**SOURCE EXCERPT:**
####

The municipal bond market, for borrowers and investors alike, is fundamentally changing. Municipalities across the U.S. are struggling to provide essential services on top of skyrocketing pension and benefit obligations. In addition, although bankruptcy and default remain minimal, the Detroit bankruptcy case had a profound and sobering impact on the market, leading participants to reevaluate what a general obligation (GO), full faith and credit pledge actually means. Logically, there has been a market shift to bonds secured by a specific revenue stream – a securitized loan – as a means for issuers to enhance the attractiveness of their bonds and lower borrowing costs.
The outcome of a highly publicized court case currently being heard by Judge Laura Taylor Swain in U.S. Municipal Bankruptcy Court under Title III of PROMESA (No. 17-00257-LTS), COMMONWEALTH of PUERTO RICO vs. COFINA, is likely to set the course for where the municipal market goes from here.

####

Dataset excerpt:
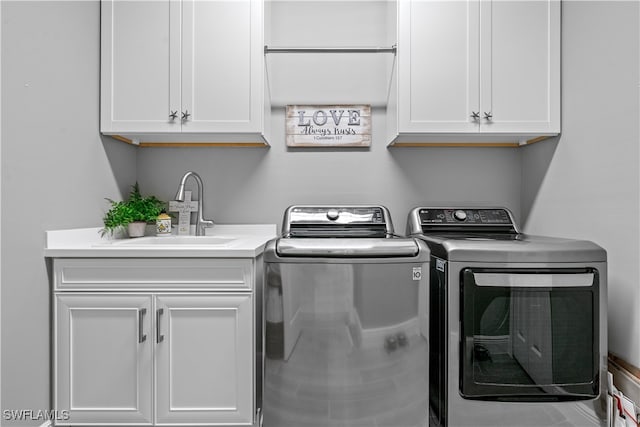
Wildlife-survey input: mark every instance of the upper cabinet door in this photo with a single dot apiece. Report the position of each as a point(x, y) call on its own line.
point(473, 67)
point(520, 66)
point(221, 76)
point(438, 66)
point(137, 72)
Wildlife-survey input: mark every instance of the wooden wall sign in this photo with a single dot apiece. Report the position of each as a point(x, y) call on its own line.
point(328, 125)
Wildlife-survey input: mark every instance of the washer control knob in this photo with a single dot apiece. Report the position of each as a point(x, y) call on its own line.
point(460, 215)
point(333, 214)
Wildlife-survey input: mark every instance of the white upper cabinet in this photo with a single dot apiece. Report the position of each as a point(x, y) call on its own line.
point(476, 71)
point(183, 70)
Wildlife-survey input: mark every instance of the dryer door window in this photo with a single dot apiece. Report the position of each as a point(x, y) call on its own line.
point(529, 335)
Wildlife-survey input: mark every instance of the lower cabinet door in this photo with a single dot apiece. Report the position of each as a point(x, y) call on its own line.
point(204, 354)
point(103, 359)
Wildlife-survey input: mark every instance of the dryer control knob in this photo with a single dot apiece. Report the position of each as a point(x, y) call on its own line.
point(460, 215)
point(333, 214)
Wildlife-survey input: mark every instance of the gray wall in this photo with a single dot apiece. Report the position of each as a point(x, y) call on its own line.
point(55, 171)
point(586, 184)
point(256, 185)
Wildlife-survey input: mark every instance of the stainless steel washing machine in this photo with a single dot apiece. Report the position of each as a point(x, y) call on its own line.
point(517, 322)
point(346, 321)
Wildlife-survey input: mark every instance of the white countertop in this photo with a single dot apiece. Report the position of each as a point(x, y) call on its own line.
point(233, 241)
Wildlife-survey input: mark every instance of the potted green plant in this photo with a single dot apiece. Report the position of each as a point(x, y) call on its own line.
point(133, 213)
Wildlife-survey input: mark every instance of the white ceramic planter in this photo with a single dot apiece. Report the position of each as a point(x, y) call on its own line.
point(136, 229)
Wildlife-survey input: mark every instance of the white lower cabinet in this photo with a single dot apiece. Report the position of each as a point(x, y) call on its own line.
point(104, 365)
point(203, 364)
point(152, 357)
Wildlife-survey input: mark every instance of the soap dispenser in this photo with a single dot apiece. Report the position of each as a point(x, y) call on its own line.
point(163, 224)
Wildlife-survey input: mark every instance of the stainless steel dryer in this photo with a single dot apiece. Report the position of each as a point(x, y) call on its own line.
point(346, 321)
point(517, 322)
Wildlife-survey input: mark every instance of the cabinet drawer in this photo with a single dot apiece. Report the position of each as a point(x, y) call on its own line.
point(153, 273)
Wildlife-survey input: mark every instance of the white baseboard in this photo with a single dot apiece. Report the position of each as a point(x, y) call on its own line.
point(627, 383)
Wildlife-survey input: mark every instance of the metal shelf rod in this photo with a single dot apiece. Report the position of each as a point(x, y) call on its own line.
point(391, 49)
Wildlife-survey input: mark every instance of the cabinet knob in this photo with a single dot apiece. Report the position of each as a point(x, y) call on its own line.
point(159, 336)
point(141, 336)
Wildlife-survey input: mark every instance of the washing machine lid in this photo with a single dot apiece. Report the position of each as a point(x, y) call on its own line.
point(347, 247)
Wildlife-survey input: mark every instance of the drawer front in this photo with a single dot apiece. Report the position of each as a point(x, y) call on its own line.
point(153, 273)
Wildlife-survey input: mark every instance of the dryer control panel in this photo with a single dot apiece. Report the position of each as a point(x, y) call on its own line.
point(463, 219)
point(465, 216)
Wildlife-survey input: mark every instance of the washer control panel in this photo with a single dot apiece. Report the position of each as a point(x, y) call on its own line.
point(337, 221)
point(462, 216)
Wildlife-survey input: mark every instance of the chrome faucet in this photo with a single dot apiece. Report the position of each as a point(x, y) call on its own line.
point(201, 223)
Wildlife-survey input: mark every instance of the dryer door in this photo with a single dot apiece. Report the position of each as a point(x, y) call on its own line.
point(529, 335)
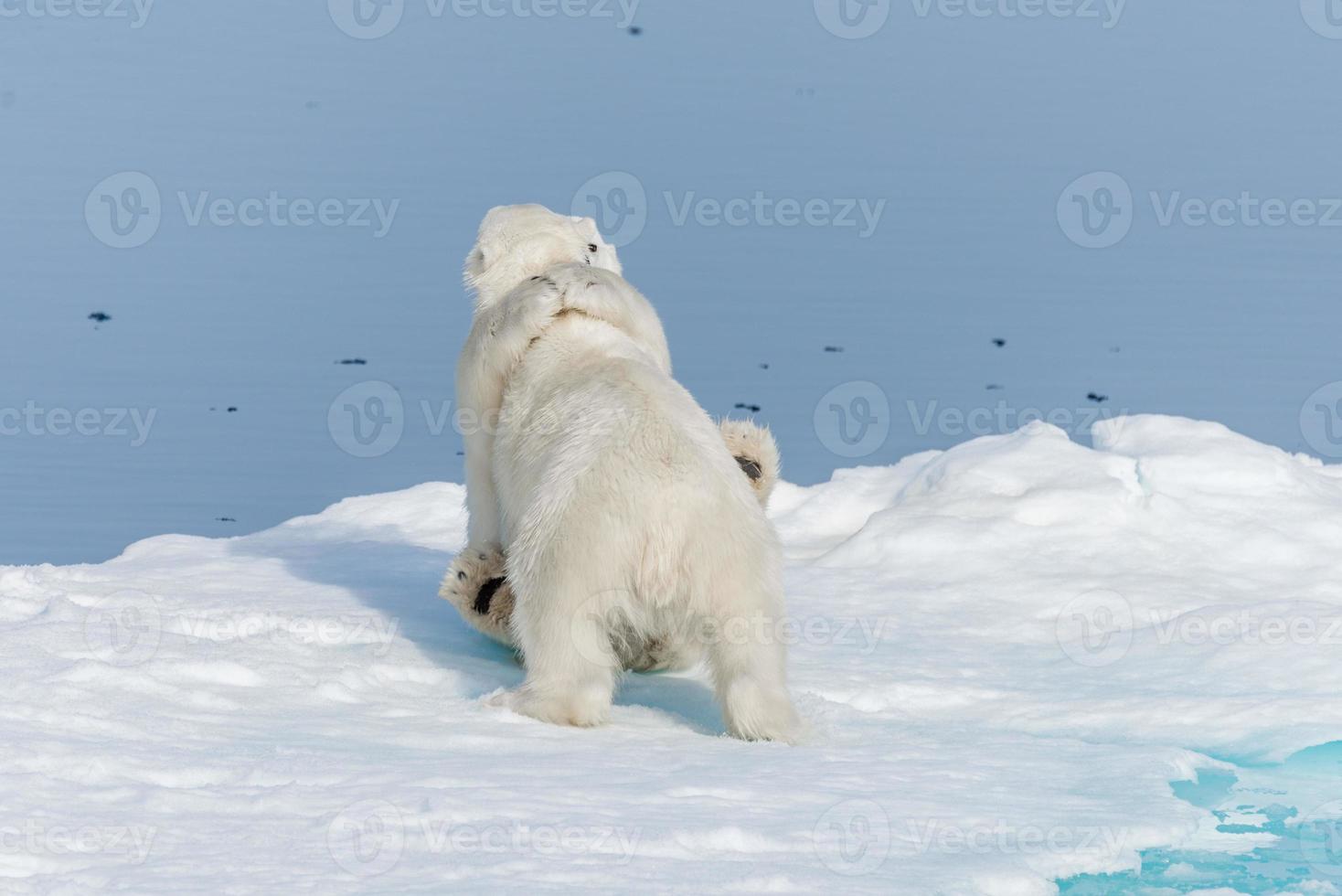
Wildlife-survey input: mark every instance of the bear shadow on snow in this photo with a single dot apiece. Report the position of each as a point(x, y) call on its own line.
point(400, 581)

####

**PROBLEM:** Write out the full municipal bond passage again, word for word.

**OUTPUT FOR THIS TASK:**
The municipal bond market, for borrowers and investors alike, is fundamentally changing. Municipalities across the U.S. are struggling to provide essential services on top of skyrocketing pension and benefit obligations. In addition, although bankruptcy and default remain minimal, the Detroit bankruptcy case had a profound and sobering impact on the market, leading participants to reevaluate what a general obligation (GO), full faith and credit pledge actually means. Logically, there has been a market shift to bonds secured by a specific revenue stream – a securitized loan – as a means for issuers to enhance the attractiveness of their bonds and lower borrowing costs.
The outcome of a highly publicized court case currently being heard by Judge Laura Taylor Swain in U.S. Municipal Bankruptcy Court under Title III of PROMESA (No. 17-00257-LTS), COMMONWEALTH of PUERTO RICO vs. COFINA, is likely to set the course for where the municipal market goes from here.